# Data quality control¶

PopPUNK now comes with some basic quality control options which are applied by default when running --create-db:

• Outlying genome length (calculated during sketching, for assemblies or reads).
• Too many ‘N’s.
• Outlying accessory distance.

Accessory distance is also used with poppunk_assign.

You can set the behaviour when creating the database by setting --qc-filter to one of the following three values if any failing samples are found:

• stop (default) – Do not proceed past the sketching step, and throw an error.
• prune – Remove failing samples from the sketch database before continuing.
• continue – Ignore failing samples and run anyway.

In all cases a file will be written at qcreport.txt which lists the failing samples, and the reasons why they failed. If running with either prune or continue, you may also add --retain-failures to write a separate sketch database with the failed samples.

Random match chances in PopPUNK are only calculated and added to the database after the chosen QC step. If you use poppunk_sketch directly, they will be added without any automated QC.

## QC of input sequences¶

The first QC step is applied directly to the input sequences themselves, to identify poor quality sequences.

You can change the genome length cutoff with --length-sigma which sets the maximum number of standard deviations from the mean, and --length-range which sets an absolute range of allowable sizes.

Ambiguous bases are controlled by --prop-n which gives the maximum percentage of Ns, and --upper-n which gives the absolute maximum value.

* _The problem_
According to the text on data quality control, what is the default value of --qc-filter, and what does it do when failing samples are found? The records that follow play no part in this exercise.

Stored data
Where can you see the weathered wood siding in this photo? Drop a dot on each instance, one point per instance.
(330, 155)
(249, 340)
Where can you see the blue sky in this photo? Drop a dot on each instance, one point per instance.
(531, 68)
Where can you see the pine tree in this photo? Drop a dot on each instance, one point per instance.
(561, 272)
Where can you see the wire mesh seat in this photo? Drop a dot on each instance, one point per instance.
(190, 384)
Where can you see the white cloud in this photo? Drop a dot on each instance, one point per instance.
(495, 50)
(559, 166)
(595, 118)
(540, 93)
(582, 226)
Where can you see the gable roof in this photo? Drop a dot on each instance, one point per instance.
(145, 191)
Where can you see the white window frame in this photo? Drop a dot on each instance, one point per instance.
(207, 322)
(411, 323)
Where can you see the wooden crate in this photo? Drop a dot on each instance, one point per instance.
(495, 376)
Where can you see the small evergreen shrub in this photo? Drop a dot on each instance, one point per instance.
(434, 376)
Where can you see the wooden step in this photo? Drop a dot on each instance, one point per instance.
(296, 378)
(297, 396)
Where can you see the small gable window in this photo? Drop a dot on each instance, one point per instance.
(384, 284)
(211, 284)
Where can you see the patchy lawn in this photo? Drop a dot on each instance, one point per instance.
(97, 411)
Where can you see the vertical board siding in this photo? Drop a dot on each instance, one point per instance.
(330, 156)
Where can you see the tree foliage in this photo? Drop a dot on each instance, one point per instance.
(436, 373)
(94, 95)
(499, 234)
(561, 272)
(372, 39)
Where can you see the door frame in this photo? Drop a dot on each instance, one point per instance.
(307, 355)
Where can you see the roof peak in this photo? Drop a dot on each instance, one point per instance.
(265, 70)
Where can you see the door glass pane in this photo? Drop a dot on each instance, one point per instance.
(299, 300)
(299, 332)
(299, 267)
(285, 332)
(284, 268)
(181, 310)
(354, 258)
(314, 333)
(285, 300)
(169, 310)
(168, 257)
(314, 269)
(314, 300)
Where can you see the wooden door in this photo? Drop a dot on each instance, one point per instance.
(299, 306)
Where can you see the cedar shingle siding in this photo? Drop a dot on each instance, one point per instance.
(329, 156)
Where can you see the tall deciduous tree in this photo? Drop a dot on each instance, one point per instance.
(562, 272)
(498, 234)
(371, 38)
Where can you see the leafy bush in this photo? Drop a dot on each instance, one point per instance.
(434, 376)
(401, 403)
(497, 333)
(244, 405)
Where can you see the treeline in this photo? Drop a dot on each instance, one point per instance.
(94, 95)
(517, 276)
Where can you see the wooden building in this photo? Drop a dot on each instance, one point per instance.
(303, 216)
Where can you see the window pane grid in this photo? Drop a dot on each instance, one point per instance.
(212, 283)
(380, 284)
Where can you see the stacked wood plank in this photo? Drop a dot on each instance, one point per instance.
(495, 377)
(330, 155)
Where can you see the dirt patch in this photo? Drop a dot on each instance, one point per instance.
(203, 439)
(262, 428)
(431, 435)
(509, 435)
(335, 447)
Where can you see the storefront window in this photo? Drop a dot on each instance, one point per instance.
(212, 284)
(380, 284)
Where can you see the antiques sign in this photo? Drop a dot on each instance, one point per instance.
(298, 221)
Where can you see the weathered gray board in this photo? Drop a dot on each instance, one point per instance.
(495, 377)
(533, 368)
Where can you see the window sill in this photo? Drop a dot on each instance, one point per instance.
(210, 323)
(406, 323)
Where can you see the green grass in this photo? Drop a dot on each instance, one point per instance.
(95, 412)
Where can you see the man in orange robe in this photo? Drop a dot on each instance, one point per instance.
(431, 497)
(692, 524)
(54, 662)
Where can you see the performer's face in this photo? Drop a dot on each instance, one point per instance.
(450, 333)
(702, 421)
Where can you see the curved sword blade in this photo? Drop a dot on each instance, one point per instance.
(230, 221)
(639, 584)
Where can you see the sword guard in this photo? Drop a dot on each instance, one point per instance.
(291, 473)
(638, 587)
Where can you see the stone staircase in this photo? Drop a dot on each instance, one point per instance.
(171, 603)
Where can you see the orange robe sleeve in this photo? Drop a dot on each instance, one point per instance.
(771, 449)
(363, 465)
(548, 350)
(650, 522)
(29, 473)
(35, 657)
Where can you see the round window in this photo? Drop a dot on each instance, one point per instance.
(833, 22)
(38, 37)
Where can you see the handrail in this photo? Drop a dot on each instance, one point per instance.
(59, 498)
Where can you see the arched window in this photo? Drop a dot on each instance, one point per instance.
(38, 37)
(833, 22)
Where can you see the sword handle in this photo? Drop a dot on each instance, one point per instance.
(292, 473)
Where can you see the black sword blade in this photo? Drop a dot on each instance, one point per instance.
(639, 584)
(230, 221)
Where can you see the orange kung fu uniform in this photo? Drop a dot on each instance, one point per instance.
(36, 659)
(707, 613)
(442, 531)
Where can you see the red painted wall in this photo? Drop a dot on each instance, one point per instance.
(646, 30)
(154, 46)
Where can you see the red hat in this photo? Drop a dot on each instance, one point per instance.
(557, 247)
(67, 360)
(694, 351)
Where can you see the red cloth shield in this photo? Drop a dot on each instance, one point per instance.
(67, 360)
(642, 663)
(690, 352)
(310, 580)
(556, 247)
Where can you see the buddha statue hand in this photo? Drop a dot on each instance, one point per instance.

* _Solution to this task_
The default is stop, which does not proceed past the sketching step and throws an error.